**Task details**
Write the records out again in full, word for word.

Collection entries
══════

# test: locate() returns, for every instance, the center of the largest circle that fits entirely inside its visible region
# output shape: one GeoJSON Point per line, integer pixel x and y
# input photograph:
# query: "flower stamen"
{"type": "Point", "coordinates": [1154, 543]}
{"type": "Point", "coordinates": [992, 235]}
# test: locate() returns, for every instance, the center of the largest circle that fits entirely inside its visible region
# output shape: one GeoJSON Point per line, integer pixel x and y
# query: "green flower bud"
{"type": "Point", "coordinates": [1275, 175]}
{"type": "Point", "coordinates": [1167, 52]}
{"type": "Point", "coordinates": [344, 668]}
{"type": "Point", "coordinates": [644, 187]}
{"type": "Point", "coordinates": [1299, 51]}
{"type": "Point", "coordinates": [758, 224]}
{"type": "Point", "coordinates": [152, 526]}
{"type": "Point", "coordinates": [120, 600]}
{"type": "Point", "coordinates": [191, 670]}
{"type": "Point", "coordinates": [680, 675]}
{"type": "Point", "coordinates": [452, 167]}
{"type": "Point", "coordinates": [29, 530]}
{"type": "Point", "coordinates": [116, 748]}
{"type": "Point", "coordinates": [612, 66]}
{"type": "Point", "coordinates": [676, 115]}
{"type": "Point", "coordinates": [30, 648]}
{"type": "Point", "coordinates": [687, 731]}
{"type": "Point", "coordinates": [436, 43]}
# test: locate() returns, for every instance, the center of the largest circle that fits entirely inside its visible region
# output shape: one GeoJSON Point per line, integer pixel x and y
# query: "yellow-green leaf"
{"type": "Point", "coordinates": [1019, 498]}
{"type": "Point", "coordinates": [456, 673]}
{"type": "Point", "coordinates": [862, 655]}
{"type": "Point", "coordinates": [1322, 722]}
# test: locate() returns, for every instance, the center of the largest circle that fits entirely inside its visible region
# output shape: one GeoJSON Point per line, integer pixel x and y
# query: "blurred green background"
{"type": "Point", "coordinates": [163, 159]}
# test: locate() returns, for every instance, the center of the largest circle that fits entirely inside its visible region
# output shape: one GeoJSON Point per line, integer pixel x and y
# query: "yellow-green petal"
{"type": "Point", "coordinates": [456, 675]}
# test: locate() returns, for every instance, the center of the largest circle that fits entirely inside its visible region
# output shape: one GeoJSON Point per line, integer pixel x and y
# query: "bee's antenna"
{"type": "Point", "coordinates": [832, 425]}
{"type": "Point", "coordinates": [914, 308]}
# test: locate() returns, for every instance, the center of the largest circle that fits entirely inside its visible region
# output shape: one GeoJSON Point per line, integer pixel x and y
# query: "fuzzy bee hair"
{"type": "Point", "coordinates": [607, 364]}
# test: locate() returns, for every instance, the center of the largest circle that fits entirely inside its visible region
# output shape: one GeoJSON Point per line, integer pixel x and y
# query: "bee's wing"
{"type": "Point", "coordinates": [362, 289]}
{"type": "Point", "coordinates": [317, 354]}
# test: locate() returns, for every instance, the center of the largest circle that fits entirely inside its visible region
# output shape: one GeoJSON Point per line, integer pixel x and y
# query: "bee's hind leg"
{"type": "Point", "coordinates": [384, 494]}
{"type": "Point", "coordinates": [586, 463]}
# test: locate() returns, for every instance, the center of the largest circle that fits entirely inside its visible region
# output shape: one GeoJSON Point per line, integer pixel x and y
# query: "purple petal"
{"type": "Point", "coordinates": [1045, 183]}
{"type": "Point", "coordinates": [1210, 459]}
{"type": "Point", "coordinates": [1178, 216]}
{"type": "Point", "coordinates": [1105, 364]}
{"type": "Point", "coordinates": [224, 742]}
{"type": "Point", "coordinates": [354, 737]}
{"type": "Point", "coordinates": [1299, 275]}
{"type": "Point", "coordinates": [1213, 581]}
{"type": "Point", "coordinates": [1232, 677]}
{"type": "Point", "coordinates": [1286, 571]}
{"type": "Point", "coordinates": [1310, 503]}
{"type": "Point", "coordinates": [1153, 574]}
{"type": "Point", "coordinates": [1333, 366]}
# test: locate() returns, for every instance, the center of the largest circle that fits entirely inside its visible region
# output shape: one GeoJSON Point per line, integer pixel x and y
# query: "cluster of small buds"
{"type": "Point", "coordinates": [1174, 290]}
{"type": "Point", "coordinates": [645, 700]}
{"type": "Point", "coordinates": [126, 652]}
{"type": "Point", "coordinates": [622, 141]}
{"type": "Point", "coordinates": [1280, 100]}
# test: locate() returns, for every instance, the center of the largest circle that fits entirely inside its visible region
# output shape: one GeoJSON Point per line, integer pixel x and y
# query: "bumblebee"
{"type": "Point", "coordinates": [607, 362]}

══════

**Solution for this task**
# test: locate() returns, for every instance, the center of the largest circle that fits entirely inside its visible region
# output shape: one GeoJSON Point per line, integer pixel x and y
# input photograph:
# query: "flower stamen"
{"type": "Point", "coordinates": [1154, 543]}
{"type": "Point", "coordinates": [992, 235]}
# test: locate() returns, for every instance, the center of the largest circle that fits entirely inside its visible region
# output shape: one GeoJSON Point per line, integer pixel x and y
# query: "green flower bud"
{"type": "Point", "coordinates": [1275, 175]}
{"type": "Point", "coordinates": [1167, 52]}
{"type": "Point", "coordinates": [344, 668]}
{"type": "Point", "coordinates": [644, 187]}
{"type": "Point", "coordinates": [1299, 51]}
{"type": "Point", "coordinates": [758, 224]}
{"type": "Point", "coordinates": [152, 526]}
{"type": "Point", "coordinates": [120, 600]}
{"type": "Point", "coordinates": [191, 670]}
{"type": "Point", "coordinates": [680, 675]}
{"type": "Point", "coordinates": [452, 167]}
{"type": "Point", "coordinates": [29, 530]}
{"type": "Point", "coordinates": [116, 748]}
{"type": "Point", "coordinates": [612, 66]}
{"type": "Point", "coordinates": [676, 115]}
{"type": "Point", "coordinates": [30, 648]}
{"type": "Point", "coordinates": [687, 731]}
{"type": "Point", "coordinates": [436, 43]}
# test: locate() returns, for every instance, the center of the largest circle that fits entirely inside its visible region
# output shape: one GeoJSON Point per line, integer pixel x and y
# query: "yellow-green leaf"
{"type": "Point", "coordinates": [1019, 498]}
{"type": "Point", "coordinates": [456, 673]}
{"type": "Point", "coordinates": [862, 655]}
{"type": "Point", "coordinates": [1322, 722]}
# test: locate() returns, for every instance, the center of the largest circle that fits entirely inside its visible region
# output shape: one GeoJSON Point per line, integer pixel x and y
# query: "blurred green background"
{"type": "Point", "coordinates": [163, 159]}
# test: locate() returns, for every instance, the center of the largest circle that fits entirely inside its visible region
# output shape: one GeoJSON Point per line, integer pixel x and y
# query: "yellow-green petal"
{"type": "Point", "coordinates": [456, 675]}
# test: locate() returns, for every instance, the center of the largest circle that fits entirely inside its visible region
# output shape: one GeoJSON Point per line, integer pixel x and y
# query: "bee's antenna"
{"type": "Point", "coordinates": [832, 425]}
{"type": "Point", "coordinates": [914, 308]}
# test: locate() returns, for every instance, the center of the largest circle that fits entirely inside its visible region
# output shape: one GeoJSON Point per line, integer pixel x and y
# query: "fuzzy bee hair"
{"type": "Point", "coordinates": [607, 364]}
# test: locate() returns, for every instance, the center of the largest circle that fits entirely inside its visible region
# output shape: one GeoJSON Point per line, integer pixel x and y
# query: "bee's wing"
{"type": "Point", "coordinates": [362, 289]}
{"type": "Point", "coordinates": [317, 354]}
# test: locate() returns, for every instance, the center of the largest circle that fits entirely inside its visible region
# output shape: one GeoJSON Point per line, integer pixel x and y
# query: "bee's hind leg"
{"type": "Point", "coordinates": [384, 494]}
{"type": "Point", "coordinates": [586, 463]}
# test: locate() returns, for every instance, the center of the largest circle that fits entirely inside its visible region
# output shape: one GeoJSON Point per line, integer pixel x and y
# query: "purple petal"
{"type": "Point", "coordinates": [1045, 183]}
{"type": "Point", "coordinates": [1210, 459]}
{"type": "Point", "coordinates": [1178, 216]}
{"type": "Point", "coordinates": [1105, 364]}
{"type": "Point", "coordinates": [224, 742]}
{"type": "Point", "coordinates": [354, 737]}
{"type": "Point", "coordinates": [1299, 275]}
{"type": "Point", "coordinates": [1213, 581]}
{"type": "Point", "coordinates": [1232, 677]}
{"type": "Point", "coordinates": [1286, 571]}
{"type": "Point", "coordinates": [1310, 503]}
{"type": "Point", "coordinates": [1153, 574]}
{"type": "Point", "coordinates": [1333, 366]}
# test: locate() returns, for every instance, the center of the largest circle that fits entirely inside its visible region
# output shape: one GeoJSON Point per line, integer pixel x and y
# query: "cluster of small buds"
{"type": "Point", "coordinates": [1174, 290]}
{"type": "Point", "coordinates": [645, 700]}
{"type": "Point", "coordinates": [126, 652]}
{"type": "Point", "coordinates": [622, 141]}
{"type": "Point", "coordinates": [1280, 100]}
# test: locate() returns, for every instance, the center of the largest circle that fits entirely inside its visible region
# output shape: one GeoJSON Point per line, integer pixel x and y
# query: "bumblebee"
{"type": "Point", "coordinates": [607, 362]}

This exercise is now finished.